§ Pas het toe:
(1) Vat de alinea die begint met "Een toevalstreffer." uit het artikel over bloedvetten en allergieën korter samen, met behoud van de belangrijkste feiten.
(2) Neem uit het artikel over bloedvetten en allergieën letterlijk het stuk over dat begint bij "Geneeskunde Leidse onderzoekers" en doorloopt tot en met "reacties, ontdekten ze.".

Extra vet in de bloedcellen remt allergische reacties

Geneeskunde Leidse onderzoekers zochten oorzaken van hart- en vaatziekten. Ze vonden een verband tussen bloedvetten en allergieën.

Veel vet in het bloed heeft effect op de immuuncellen.
Veel vet in het bloed heeft effect op de immuuncellen. Foto Getty Images

Een toevalstreffer. Leidse onderzoekers waren op zoek naar oorzaken van hart- en vaatziekten, maar via onderzoek naar bloedvetten en immuuncellen kwamen ze uit bij iets heel anders: hooikoorts en astma. Vetten in bloedcellen dempen allergische reacties, ontdekten ze.

§ De records:
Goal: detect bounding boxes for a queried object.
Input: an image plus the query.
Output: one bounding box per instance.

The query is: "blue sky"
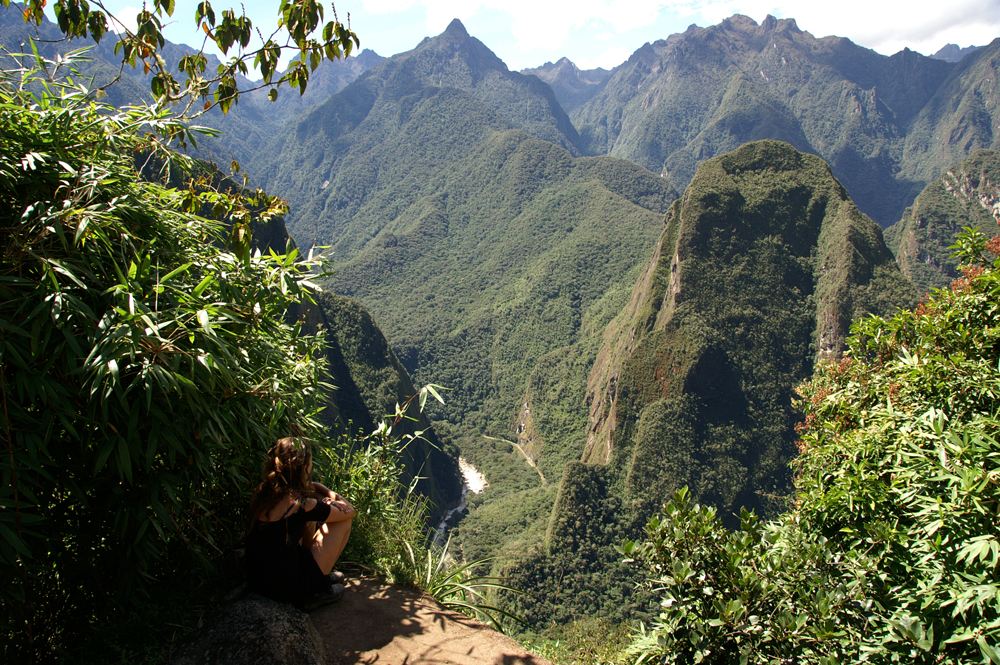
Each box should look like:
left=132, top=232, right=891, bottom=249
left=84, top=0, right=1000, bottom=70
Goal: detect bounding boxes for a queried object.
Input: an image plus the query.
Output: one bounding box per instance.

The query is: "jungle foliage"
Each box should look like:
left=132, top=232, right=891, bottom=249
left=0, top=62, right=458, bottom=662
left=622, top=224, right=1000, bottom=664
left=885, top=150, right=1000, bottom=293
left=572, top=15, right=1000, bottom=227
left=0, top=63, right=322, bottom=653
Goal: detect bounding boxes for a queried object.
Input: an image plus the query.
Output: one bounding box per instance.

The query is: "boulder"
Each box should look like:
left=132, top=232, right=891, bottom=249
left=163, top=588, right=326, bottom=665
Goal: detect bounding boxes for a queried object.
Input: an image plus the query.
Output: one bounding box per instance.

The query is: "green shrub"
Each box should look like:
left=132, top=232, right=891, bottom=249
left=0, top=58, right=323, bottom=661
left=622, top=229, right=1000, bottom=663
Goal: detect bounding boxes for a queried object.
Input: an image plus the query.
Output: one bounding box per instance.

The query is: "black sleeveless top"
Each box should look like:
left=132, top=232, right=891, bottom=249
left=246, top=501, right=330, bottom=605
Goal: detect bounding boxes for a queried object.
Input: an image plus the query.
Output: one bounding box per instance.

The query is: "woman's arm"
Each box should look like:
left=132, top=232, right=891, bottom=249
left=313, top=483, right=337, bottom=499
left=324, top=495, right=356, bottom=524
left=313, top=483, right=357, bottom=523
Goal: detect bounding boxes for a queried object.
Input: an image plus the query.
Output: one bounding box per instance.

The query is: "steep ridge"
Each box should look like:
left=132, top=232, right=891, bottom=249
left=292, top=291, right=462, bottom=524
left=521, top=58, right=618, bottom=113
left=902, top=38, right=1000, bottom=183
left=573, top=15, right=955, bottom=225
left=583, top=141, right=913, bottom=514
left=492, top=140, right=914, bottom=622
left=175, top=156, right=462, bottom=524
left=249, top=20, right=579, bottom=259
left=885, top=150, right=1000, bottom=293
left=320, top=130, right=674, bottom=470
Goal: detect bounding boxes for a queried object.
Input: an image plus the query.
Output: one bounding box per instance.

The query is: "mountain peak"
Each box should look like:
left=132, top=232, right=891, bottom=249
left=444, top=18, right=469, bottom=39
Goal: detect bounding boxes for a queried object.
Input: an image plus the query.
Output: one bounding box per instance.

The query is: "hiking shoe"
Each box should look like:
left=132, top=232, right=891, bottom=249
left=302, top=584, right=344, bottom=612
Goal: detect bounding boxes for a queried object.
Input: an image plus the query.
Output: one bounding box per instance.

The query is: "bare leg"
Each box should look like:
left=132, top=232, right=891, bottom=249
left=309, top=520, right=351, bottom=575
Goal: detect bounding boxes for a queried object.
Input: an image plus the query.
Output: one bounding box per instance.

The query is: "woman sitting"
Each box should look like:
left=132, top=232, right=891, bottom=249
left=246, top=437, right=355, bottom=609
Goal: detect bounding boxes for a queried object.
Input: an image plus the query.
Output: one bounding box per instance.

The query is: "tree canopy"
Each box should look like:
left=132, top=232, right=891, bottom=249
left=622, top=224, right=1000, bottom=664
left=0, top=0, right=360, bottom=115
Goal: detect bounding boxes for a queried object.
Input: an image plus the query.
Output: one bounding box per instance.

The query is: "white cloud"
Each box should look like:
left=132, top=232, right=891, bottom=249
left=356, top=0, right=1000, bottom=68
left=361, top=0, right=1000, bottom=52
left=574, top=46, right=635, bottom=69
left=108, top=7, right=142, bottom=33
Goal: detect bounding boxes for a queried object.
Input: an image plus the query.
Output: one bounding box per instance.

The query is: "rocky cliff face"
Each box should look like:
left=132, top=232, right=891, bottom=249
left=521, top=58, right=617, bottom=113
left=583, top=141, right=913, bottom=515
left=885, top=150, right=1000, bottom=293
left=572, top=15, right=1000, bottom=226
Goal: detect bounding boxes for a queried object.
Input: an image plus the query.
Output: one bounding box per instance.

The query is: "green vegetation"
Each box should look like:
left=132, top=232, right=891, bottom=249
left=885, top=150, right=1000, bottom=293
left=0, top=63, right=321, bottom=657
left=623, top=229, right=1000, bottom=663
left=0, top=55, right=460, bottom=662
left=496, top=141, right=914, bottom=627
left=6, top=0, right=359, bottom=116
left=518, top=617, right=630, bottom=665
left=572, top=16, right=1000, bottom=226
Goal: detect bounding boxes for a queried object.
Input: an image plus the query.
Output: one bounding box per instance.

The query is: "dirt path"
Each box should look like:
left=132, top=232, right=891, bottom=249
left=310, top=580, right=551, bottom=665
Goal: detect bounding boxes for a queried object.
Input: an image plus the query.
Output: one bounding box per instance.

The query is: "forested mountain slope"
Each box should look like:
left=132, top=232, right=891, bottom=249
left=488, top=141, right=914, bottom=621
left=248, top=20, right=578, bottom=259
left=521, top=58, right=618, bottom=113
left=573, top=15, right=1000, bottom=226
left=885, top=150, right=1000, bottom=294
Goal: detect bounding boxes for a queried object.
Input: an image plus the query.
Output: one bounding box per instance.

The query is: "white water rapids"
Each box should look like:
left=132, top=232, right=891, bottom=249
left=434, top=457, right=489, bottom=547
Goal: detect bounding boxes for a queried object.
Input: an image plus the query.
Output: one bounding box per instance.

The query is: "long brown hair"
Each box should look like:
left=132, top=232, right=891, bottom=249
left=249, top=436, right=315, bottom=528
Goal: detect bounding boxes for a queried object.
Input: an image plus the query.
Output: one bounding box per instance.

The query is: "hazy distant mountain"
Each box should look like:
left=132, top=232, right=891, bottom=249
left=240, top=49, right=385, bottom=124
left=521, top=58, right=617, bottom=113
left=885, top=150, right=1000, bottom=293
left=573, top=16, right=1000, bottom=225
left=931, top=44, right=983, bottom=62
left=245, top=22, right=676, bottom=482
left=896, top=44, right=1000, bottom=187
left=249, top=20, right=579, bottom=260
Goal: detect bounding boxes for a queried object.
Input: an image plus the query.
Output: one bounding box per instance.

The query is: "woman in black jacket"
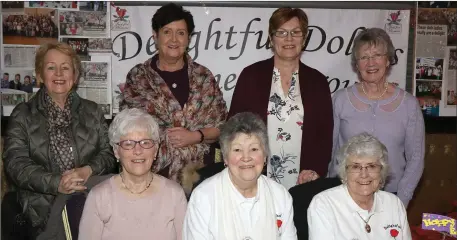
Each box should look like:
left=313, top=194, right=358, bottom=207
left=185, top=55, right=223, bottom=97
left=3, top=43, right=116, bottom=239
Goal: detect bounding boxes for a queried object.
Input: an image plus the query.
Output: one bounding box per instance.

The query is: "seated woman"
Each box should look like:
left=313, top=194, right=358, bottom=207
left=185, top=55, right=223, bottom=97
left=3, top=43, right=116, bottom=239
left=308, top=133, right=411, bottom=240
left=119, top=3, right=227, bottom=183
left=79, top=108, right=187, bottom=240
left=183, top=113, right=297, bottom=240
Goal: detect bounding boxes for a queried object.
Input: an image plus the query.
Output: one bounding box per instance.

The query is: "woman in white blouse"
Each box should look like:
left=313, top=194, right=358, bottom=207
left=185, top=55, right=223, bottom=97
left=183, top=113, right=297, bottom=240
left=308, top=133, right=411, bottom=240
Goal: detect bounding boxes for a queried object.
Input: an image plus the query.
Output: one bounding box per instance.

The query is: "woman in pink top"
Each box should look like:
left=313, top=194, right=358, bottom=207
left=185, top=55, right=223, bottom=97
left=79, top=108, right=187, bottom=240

...

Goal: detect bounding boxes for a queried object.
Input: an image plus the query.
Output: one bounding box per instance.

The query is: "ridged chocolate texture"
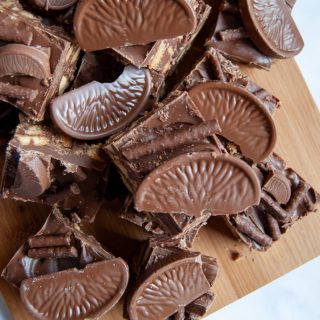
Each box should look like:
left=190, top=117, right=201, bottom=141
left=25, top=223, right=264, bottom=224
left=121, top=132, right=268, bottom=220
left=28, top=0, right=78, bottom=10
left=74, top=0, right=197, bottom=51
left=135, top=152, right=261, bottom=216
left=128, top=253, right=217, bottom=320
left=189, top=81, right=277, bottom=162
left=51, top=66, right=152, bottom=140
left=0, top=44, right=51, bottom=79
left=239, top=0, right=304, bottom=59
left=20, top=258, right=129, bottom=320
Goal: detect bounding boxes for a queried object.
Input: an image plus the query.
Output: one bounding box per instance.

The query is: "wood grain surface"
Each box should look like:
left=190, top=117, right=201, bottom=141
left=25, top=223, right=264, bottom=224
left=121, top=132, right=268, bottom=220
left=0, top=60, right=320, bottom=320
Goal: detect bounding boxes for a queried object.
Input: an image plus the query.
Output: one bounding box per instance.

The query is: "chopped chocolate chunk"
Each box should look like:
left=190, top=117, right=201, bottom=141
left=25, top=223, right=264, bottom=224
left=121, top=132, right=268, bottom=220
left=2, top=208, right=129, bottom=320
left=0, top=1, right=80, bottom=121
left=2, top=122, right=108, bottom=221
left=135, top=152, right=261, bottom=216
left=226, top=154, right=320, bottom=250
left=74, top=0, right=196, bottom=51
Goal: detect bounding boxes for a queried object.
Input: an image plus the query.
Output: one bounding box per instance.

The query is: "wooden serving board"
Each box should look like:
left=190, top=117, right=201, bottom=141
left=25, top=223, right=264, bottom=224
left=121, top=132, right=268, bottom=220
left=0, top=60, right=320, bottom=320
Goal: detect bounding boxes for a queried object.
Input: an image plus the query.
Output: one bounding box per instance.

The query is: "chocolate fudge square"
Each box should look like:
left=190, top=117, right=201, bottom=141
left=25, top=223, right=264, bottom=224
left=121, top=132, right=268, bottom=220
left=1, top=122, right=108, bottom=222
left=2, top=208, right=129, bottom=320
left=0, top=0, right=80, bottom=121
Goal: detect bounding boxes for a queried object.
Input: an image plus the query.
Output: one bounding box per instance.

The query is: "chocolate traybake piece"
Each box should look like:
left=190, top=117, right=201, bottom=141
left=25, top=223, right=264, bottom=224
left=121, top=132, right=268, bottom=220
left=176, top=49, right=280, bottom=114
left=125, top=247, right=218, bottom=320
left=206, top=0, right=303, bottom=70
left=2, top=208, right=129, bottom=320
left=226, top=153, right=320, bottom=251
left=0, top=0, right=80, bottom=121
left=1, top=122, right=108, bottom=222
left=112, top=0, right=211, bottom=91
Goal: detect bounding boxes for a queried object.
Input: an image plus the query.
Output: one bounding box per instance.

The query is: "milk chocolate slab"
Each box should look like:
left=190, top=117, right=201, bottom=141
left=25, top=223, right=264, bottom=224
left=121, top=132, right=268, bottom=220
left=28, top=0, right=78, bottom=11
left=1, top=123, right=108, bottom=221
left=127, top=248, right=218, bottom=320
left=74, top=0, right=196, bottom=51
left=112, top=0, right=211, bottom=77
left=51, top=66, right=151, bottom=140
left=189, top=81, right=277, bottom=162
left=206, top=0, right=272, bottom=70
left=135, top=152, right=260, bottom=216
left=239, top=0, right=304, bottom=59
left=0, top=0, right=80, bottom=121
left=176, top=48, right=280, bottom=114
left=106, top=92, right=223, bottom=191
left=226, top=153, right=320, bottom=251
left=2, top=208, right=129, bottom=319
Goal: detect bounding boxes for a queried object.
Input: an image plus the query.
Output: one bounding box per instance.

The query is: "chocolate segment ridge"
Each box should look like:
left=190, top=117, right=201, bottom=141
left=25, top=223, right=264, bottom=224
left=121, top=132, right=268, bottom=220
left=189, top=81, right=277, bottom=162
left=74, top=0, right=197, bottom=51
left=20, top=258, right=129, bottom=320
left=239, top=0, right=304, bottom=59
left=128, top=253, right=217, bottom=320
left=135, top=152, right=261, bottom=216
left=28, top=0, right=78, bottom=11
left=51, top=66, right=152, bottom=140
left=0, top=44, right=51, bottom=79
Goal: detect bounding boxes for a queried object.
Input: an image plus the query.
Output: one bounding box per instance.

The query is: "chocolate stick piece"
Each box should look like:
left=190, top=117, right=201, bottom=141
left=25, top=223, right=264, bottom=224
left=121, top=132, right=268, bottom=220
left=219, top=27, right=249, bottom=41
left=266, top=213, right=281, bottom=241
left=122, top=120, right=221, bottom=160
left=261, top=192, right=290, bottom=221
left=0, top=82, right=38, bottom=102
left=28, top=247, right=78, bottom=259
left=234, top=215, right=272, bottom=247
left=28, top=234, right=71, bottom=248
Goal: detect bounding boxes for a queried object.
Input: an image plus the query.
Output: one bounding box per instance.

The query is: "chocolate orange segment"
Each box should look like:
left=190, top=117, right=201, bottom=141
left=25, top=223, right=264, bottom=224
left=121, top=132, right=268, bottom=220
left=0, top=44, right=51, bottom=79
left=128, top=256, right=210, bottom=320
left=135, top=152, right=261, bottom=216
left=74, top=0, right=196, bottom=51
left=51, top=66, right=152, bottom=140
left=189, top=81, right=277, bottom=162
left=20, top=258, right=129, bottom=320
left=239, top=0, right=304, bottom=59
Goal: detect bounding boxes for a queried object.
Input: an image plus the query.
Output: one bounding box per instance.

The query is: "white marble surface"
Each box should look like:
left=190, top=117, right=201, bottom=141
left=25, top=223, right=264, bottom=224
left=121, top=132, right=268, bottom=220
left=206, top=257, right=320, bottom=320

§ Uitwerkingen:
(1) Leidse onderzoekers zochten naar oorzaken van hart- en vaatziekten. Via onderzoek naar bloedvetten en immuuncellen kwamen ze bij toeval uit bij hooikoorts en astma: vetten in bloedcellen dempen allergische reacties.

(2)
Geneeskunde Leidse onderzoekers zochten oorzaken van hart- en vaatziekten. Ze vonden een verband tussen bloedvetten en allergieën.

Veel vet in het bloed heeft effect op de immuuncellen.
Veel vet in het bloed heeft effect op de immuuncellen. Foto Getty Images

Een toevalstreffer. Leidse onderzoekers waren op zoek naar oorzaken van hart- en vaatziekten, maar via onderzoek naar bloedvetten en immuuncellen kwamen ze uit bij iets heel anders: hooikoorts en astma. Vetten in bloedcellen dempen allergische reacties, ontdekten ze.